___ RECORDS PROVIDED ___
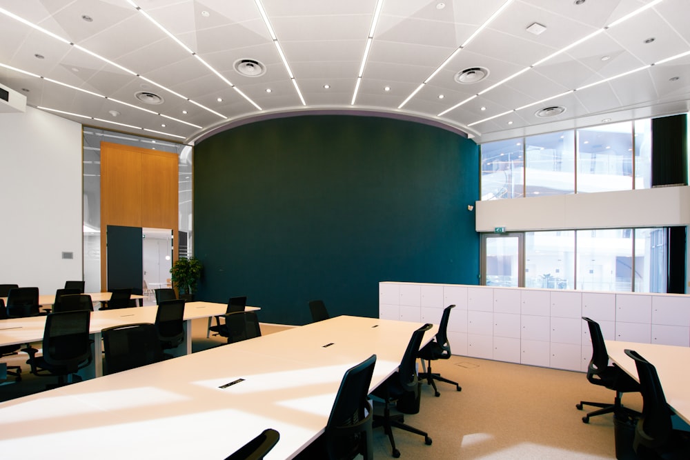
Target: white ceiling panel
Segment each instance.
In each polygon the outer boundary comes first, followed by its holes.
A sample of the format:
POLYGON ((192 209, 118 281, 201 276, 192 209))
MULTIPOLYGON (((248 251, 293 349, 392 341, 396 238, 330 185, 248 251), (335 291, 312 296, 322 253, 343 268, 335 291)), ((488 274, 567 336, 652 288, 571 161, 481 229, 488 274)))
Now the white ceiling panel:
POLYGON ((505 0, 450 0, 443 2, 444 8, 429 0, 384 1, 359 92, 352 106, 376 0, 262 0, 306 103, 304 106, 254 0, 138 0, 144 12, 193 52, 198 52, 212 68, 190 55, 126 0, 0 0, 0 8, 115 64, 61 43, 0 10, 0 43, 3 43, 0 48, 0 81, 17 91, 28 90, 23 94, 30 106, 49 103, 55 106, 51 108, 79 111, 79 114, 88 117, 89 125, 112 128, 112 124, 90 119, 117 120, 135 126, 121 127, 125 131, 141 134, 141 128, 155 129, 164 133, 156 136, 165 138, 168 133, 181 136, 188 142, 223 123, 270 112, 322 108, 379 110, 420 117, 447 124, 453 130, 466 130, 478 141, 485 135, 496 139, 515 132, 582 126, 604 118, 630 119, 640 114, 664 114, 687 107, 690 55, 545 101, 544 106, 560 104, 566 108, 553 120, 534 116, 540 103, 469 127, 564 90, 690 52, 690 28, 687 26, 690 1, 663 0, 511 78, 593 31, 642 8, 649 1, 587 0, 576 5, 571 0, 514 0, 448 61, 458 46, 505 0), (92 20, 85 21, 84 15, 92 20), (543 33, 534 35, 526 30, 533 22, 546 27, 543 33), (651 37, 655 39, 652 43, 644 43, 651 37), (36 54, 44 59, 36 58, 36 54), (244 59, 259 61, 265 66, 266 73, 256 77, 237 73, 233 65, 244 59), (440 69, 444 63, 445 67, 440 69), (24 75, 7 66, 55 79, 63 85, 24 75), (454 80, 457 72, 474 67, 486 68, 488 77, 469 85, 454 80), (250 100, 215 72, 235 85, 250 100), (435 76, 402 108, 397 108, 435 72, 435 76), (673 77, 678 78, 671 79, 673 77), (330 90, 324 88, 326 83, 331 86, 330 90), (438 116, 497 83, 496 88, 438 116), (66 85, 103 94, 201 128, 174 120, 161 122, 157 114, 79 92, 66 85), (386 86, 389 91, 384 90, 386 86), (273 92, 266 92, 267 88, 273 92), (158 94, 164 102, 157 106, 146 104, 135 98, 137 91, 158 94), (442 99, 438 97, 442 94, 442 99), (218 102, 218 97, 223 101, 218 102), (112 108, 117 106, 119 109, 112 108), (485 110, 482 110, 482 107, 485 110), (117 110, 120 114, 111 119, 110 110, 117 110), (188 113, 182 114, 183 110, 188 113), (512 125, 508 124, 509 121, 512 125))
___
___ RECORDS PROVIDED ___
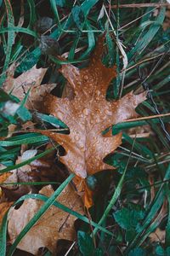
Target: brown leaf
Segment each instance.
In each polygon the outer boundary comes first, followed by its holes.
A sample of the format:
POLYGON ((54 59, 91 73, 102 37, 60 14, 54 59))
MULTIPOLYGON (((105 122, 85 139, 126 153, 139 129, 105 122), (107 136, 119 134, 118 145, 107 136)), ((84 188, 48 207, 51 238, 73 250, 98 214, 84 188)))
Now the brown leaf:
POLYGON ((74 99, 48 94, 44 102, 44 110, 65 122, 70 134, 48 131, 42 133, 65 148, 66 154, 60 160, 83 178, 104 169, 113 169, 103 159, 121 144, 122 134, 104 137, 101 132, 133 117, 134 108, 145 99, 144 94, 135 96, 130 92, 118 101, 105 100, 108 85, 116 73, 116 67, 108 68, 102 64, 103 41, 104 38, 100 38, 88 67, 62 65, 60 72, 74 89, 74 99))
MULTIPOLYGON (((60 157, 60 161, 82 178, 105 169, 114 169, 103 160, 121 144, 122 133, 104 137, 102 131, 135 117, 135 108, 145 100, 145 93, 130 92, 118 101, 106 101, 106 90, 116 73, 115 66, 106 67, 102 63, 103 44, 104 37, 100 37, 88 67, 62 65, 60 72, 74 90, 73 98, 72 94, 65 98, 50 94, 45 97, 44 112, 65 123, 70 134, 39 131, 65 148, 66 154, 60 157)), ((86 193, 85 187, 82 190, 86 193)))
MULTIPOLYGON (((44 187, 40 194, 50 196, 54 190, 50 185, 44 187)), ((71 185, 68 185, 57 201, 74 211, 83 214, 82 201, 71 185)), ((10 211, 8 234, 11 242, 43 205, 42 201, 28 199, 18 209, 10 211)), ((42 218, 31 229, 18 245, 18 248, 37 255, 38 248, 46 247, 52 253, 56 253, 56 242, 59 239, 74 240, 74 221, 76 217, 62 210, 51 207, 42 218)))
___
__GOAL__:
Turn the lines from the one containing "Target: brown leaf" up to and including the one containing "MULTIPOLYGON (((44 187, 40" into a numbered list, omitting any blank lines.

__TASK ANSWER__:
1. Target: brown leaf
2. Segment each instance.
3. In each polygon the outer boundary comes first, followed by its holes.
4. A sample of the format:
5. POLYGON ((54 59, 91 73, 102 37, 60 14, 54 59))
6. MULTIPOLYGON (((105 122, 85 139, 126 153, 139 129, 105 122), (107 136, 119 134, 118 145, 107 136)), ((84 188, 48 207, 51 238, 73 250, 98 214, 84 188)))
7. Now the brown leaf:
8. POLYGON ((74 99, 48 94, 44 102, 44 110, 65 122, 70 134, 48 131, 42 133, 65 148, 66 154, 60 160, 83 178, 104 169, 113 169, 103 159, 121 144, 122 134, 104 137, 101 132, 133 117, 134 108, 145 99, 144 94, 135 96, 130 92, 118 101, 105 100, 108 85, 116 73, 116 67, 108 68, 102 64, 103 41, 104 38, 100 38, 88 67, 62 65, 60 72, 74 89, 74 99))
9. MULTIPOLYGON (((60 157, 60 161, 82 178, 105 169, 114 169, 103 160, 121 144, 122 133, 104 137, 102 131, 135 117, 135 108, 145 100, 145 93, 130 92, 118 101, 106 101, 106 90, 116 73, 115 66, 106 67, 102 63, 103 44, 104 37, 100 37, 88 67, 62 65, 60 72, 74 90, 73 98, 72 94, 65 98, 50 94, 45 97, 44 112, 65 123, 70 134, 39 131, 65 148, 66 154, 60 157)), ((86 193, 85 187, 82 190, 86 193)))
10. MULTIPOLYGON (((44 187, 40 194, 50 196, 54 190, 50 185, 44 187)), ((71 185, 68 185, 57 201, 74 211, 83 214, 82 201, 71 185)), ((10 211, 8 234, 11 242, 43 205, 42 201, 28 199, 18 209, 10 211)), ((42 218, 31 229, 18 245, 18 248, 37 255, 38 248, 46 247, 52 253, 56 253, 56 242, 59 239, 74 240, 74 221, 76 217, 62 210, 51 207, 42 218)))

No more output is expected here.